::: Data excerpts

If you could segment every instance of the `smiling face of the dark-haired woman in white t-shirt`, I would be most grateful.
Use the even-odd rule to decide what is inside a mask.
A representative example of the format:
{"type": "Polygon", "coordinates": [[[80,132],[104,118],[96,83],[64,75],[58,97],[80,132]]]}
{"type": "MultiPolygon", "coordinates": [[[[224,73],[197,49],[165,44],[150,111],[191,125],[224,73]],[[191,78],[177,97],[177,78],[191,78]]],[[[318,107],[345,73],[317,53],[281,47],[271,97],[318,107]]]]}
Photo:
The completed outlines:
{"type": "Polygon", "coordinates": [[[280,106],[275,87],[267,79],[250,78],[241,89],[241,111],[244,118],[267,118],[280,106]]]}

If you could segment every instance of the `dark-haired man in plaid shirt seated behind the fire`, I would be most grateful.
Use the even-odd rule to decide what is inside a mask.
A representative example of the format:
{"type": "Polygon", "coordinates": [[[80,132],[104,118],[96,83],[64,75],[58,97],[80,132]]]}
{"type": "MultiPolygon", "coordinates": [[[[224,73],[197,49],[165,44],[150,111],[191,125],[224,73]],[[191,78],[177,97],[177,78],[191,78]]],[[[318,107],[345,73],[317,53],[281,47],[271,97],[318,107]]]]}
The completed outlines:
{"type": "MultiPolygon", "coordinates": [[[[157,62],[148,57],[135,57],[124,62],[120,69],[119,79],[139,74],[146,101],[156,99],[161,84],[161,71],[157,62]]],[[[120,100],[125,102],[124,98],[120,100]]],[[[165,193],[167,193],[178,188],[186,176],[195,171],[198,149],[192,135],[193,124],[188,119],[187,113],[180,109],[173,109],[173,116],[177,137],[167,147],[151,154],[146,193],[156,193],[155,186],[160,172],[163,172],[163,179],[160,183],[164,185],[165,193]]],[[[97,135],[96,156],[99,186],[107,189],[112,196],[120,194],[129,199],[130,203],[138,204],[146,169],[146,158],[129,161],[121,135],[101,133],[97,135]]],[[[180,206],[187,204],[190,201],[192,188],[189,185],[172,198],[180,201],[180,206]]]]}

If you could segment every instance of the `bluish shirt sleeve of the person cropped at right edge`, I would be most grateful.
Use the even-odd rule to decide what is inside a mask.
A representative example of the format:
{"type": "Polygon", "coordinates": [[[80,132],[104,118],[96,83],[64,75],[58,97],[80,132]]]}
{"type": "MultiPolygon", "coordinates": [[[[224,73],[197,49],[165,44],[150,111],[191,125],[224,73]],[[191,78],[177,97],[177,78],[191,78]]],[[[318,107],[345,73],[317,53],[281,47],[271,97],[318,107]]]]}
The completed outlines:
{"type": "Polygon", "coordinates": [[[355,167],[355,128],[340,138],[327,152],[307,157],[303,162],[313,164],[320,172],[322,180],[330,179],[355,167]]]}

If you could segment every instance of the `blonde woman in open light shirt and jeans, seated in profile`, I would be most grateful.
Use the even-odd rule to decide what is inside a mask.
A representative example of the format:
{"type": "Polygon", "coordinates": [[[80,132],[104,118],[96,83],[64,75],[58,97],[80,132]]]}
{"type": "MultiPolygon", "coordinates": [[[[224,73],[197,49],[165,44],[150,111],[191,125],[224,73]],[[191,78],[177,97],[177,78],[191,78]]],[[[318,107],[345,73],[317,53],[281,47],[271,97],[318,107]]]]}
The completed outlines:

::::::

→ Exercise directions
All the lines above need to be retyped exactly, with nothing left out.

→ Your solution
If you could segment every instance of the `smiling face of the dark-haired woman in white t-shirt`, I would be most grateful.
Use the even-odd rule to decide what is inside a mask.
A representative example of the format:
{"type": "Polygon", "coordinates": [[[80,132],[104,118],[96,83],[64,75],[58,97],[80,132]]]}
{"type": "MultiPolygon", "coordinates": [[[[224,73],[197,49],[165,44],[150,111],[191,125],[224,73]],[[191,78],[177,97],[177,78],[191,78]]],[[[318,107],[345,73],[317,53],[281,47],[271,97],[318,107]]]]}
Photo:
The completed outlines:
{"type": "Polygon", "coordinates": [[[280,106],[275,87],[267,79],[250,78],[241,89],[241,111],[244,118],[267,118],[280,106]]]}

If you could segment every instance of the `dark-haired man in plaid shirt seated behind the fire`, I would be most grateful.
Use the even-odd rule to decide what is inside a mask.
A representative example of the format:
{"type": "Polygon", "coordinates": [[[80,132],[104,118],[96,83],[64,75],[58,97],[80,132]]]}
{"type": "MultiPolygon", "coordinates": [[[[224,73],[197,49],[165,44],[150,111],[191,125],[224,73]],[[191,78],[177,97],[177,78],[191,78]]],[[[318,107],[345,73],[317,53],[281,47],[271,97],[318,107]]]]}
The completed outlines:
{"type": "MultiPolygon", "coordinates": [[[[157,62],[148,57],[135,57],[124,62],[120,69],[119,79],[139,74],[146,101],[156,99],[161,84],[161,71],[157,62]]],[[[120,100],[125,102],[124,98],[120,100]]],[[[165,193],[167,193],[178,188],[186,176],[195,171],[198,149],[192,135],[193,124],[188,119],[187,113],[180,109],[173,109],[173,116],[177,137],[167,147],[151,154],[146,193],[156,193],[155,186],[160,172],[163,172],[163,179],[160,183],[164,185],[165,193]]],[[[97,135],[96,156],[99,186],[107,189],[112,196],[120,194],[129,199],[130,203],[138,204],[146,169],[146,158],[129,161],[121,135],[101,133],[97,135]]],[[[180,206],[187,204],[190,201],[192,188],[189,185],[172,198],[180,201],[180,206]]]]}

If you could segment every instance of the `bluish shirt sleeve of the person cropped at right edge`, I would be most grateful.
Use the even-odd rule to decide what is inside a mask.
A representative example of the format:
{"type": "Polygon", "coordinates": [[[80,132],[104,118],[96,83],[64,75],[58,97],[80,132]]]}
{"type": "MultiPolygon", "coordinates": [[[[224,73],[197,49],[165,44],[150,111],[191,125],[224,73]],[[191,78],[177,97],[177,78],[191,78]]],[[[318,107],[345,73],[317,53],[281,47],[271,97],[318,107]]]]}
The completed outlines:
{"type": "Polygon", "coordinates": [[[355,167],[355,128],[340,138],[327,152],[307,157],[303,162],[313,164],[320,172],[322,180],[330,179],[355,167]]]}

If you could segment every instance of the `blonde woman in open light shirt and jeans, seated in profile`, I would be most grateful.
Use the even-odd rule to decide what is inside a mask.
A representative example of the format:
{"type": "Polygon", "coordinates": [[[80,132],[104,118],[96,83],[64,75],[58,97],[80,132]]]}
{"type": "MultiPolygon", "coordinates": [[[[224,73],[197,49],[165,44],[150,111],[191,125],[224,73]],[[191,78],[177,97],[177,78],[191,78]]],[[[318,107],[345,73],[317,53],[281,47],[271,97],[318,107]]]]}
The completed outlines:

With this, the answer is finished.